• [Activity]: What is needed is an exact copy of the line with "Where can the rock" and all lines that follow it in the entries below, the last line included.

"""

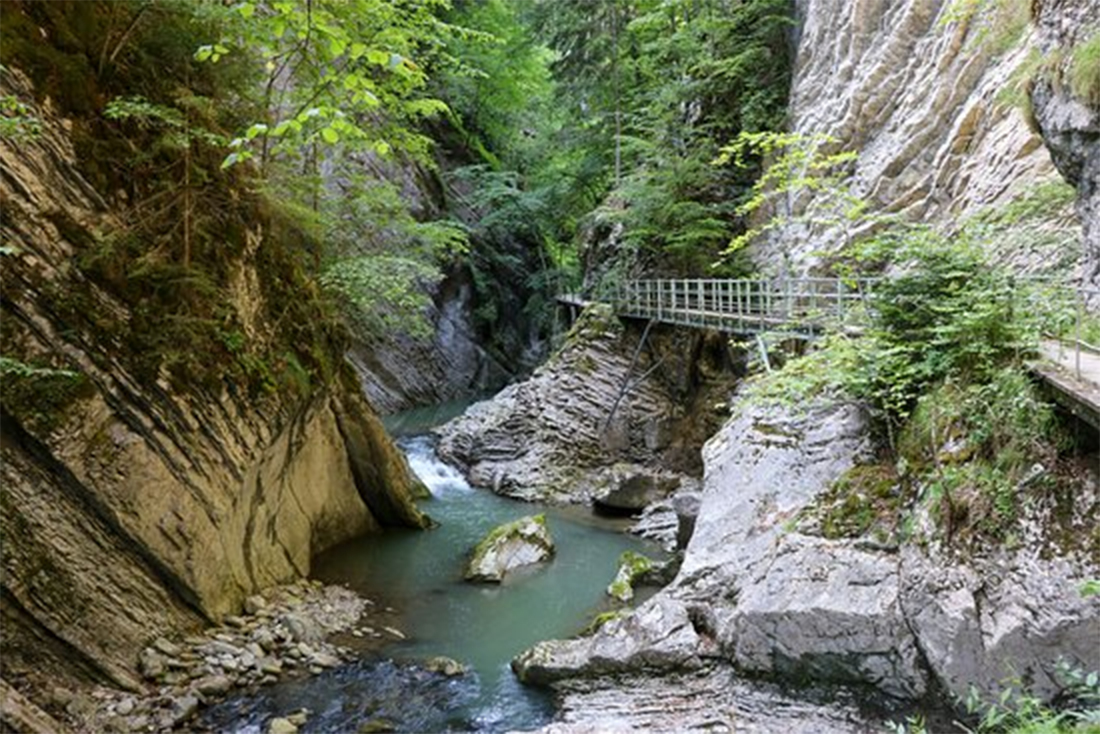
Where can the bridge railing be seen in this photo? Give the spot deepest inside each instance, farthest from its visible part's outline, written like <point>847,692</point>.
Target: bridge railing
<point>803,305</point>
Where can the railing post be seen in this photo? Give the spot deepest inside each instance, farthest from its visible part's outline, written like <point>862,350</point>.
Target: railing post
<point>1080,317</point>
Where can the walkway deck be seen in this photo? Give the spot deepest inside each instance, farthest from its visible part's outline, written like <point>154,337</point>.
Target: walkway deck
<point>809,307</point>
<point>1073,376</point>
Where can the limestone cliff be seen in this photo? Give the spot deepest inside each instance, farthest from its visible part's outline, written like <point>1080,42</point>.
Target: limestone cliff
<point>134,504</point>
<point>602,415</point>
<point>758,593</point>
<point>932,97</point>
<point>1066,101</point>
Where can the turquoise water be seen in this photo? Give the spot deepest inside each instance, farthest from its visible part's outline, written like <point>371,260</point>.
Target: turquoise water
<point>419,574</point>
<point>482,625</point>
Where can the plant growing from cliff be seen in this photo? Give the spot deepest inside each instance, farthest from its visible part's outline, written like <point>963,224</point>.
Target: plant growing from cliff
<point>1085,69</point>
<point>801,166</point>
<point>17,122</point>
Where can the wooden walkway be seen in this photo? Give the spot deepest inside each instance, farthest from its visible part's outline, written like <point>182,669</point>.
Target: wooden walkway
<point>803,307</point>
<point>1073,378</point>
<point>807,307</point>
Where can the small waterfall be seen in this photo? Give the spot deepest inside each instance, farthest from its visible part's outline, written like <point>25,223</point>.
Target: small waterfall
<point>442,480</point>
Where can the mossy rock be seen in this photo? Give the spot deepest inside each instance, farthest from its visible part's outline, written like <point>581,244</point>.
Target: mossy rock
<point>631,567</point>
<point>507,547</point>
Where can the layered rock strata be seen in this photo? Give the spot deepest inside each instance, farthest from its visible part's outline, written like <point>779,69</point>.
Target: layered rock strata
<point>1068,118</point>
<point>593,423</point>
<point>133,508</point>
<point>931,95</point>
<point>757,594</point>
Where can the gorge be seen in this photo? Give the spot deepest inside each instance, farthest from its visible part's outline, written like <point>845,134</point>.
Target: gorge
<point>850,534</point>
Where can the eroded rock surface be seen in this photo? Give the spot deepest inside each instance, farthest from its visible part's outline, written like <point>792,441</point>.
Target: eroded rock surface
<point>757,594</point>
<point>131,508</point>
<point>707,700</point>
<point>989,622</point>
<point>1069,122</point>
<point>560,435</point>
<point>932,99</point>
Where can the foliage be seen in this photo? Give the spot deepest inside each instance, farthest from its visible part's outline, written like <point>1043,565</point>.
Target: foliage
<point>948,315</point>
<point>377,289</point>
<point>333,72</point>
<point>865,499</point>
<point>17,123</point>
<point>993,25</point>
<point>657,86</point>
<point>1018,711</point>
<point>975,449</point>
<point>799,164</point>
<point>37,394</point>
<point>1085,69</point>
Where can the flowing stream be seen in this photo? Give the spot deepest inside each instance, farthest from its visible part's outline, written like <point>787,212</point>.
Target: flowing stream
<point>419,574</point>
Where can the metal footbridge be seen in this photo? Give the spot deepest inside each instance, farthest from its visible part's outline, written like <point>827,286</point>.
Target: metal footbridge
<point>804,307</point>
<point>810,307</point>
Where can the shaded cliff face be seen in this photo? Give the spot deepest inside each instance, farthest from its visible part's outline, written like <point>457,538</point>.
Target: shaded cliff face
<point>132,506</point>
<point>1070,122</point>
<point>931,94</point>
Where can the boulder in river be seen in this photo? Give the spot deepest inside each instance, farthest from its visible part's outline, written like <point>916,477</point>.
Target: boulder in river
<point>520,543</point>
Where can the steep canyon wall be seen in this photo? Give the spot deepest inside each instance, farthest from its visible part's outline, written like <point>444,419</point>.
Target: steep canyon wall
<point>933,96</point>
<point>132,506</point>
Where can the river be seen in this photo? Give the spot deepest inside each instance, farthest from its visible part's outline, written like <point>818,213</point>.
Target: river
<point>419,574</point>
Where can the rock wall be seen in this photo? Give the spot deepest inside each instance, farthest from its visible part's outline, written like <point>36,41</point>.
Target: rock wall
<point>1070,123</point>
<point>400,372</point>
<point>755,593</point>
<point>131,508</point>
<point>571,433</point>
<point>931,95</point>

"""

• [Result of the exercise]:
Where can the rock wall be seen in this photo? Give the spot deepest inside each instance, farthest from its visible part's outline, written like <point>36,41</point>.
Target: rock wall
<point>1070,123</point>
<point>400,372</point>
<point>755,593</point>
<point>131,508</point>
<point>571,433</point>
<point>931,95</point>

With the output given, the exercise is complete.